> [Parts of the exercise]
[a] Answer these questions from the thread, one answer per line:
(i) Which two shipping services does RVGRINGO say can provide the needed service?
(ii) What two advantages does kazslo say DHL usually has?
(iii) How much did DHL want to send a one-page letter from British Columbia to Mexico City?
[b] Quote the thread word for word, starting at "# need transport" and ending at "(May 16, 2007)".

> [Text provided]
# need transport of personal items to Zihuatanejo



## Barbarita (May 28, 2011)

Any moble travelers willing to take several boxes (unsealed) of personal items to Zihuatanejo,Mx.? Willing to help with gas expences.


----------



## RVGRINGO (May 16, 2007)

People crossing the border are only entitled to bring their own personal stuff, not transport for others. You would be asking them to lie and pretend that your stuff belonged to them. Yes, folks do bring an item or two for friends, but asking someone to bring several cartons is asking a lot.
UPS and FedEX can provide the service you need.


----------



## Barbarita (May 28, 2011)

*transporting items to Mexico*



RVGRINGO said:


> People crossing the border are only entitled to bring their own personal stuff, not transport for others. You would be asking them to lie and pretend that your stuff belonged to them. Yes, folks do bring an item or two for friends, but asking someone to bring several cartons is asking a lot.
> UPS and FedEX can provide the service you need.


Gracis, Will contact UPS & FedEX


----------



## kazslo (Jun 7, 2010)

Barbarita said:


> Gracis, Will contact UPS & FedEX


Also include DHL in that list...I've usually found them to be faster at delivery and a slightly better price.


----------



## HolyMole (Jan 3, 2009)

kazslo said:


> Also include DHL in that list...I've usually found them to be faster at delivery and a slightly better price.


I wanted to send a 1 page letter in a standard envelope from British Columbia to Mexico City, and DHL wanted $63.

Those few cardboard boxes would have to contain gold bars to make it worthwhile using one of the couriers listed.


----------

> [Records shown]
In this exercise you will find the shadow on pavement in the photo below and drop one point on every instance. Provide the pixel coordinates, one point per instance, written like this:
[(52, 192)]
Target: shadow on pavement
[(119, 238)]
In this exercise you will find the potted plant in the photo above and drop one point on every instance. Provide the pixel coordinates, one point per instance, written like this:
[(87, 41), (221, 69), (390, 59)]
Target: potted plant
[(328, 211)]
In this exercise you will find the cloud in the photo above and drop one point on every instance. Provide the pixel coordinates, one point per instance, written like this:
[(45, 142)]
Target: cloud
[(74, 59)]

==

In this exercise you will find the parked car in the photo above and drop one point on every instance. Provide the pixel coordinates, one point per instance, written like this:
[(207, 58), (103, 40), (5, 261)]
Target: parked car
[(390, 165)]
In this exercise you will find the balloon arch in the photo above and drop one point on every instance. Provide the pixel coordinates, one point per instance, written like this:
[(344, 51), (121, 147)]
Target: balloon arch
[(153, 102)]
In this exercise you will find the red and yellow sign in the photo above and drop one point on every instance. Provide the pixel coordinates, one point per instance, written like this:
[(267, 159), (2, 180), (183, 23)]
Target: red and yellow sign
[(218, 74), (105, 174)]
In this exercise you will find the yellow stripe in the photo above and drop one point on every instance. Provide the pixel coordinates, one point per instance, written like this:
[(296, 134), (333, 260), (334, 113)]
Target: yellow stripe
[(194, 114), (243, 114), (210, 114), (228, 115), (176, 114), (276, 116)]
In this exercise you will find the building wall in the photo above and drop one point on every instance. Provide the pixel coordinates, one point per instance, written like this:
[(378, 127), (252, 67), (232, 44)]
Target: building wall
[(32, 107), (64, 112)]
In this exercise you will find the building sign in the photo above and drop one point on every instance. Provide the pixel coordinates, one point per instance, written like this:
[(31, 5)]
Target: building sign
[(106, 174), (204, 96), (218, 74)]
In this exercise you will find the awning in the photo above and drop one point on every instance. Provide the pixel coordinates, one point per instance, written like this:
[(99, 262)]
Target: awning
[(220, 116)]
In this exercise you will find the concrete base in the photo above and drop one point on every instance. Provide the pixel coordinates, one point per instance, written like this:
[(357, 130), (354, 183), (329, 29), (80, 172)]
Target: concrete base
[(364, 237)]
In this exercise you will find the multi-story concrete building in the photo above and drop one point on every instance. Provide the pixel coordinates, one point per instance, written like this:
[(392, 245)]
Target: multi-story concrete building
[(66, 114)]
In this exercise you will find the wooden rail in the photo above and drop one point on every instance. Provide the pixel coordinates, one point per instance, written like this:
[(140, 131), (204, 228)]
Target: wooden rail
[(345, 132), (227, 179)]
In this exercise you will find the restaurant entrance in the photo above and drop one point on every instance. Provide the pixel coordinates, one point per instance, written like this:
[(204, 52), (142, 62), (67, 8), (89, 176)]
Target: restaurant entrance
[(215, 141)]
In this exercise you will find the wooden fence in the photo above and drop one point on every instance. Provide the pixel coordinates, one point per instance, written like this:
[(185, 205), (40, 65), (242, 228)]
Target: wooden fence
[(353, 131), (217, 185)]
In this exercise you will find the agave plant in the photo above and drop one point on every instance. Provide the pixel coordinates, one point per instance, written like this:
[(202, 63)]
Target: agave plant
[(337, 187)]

...

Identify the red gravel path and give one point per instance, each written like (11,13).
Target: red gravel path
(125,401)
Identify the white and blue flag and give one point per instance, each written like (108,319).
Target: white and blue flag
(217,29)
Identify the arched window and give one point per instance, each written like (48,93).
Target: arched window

> [Answer set]
[a]
(i) UPS and FedEX
(ii) Faster delivery and a slightly better price
(iii) $63

[b]
# need transport of personal items to Zihuatanejo



## Barbarita (May 28, 2011)

Any moble travelers willing to take several boxes (unsealed) of personal items to Zihuatanejo,Mx.? Willing to help with gas expences.


----------



## RVGRINGO (May 16, 2007)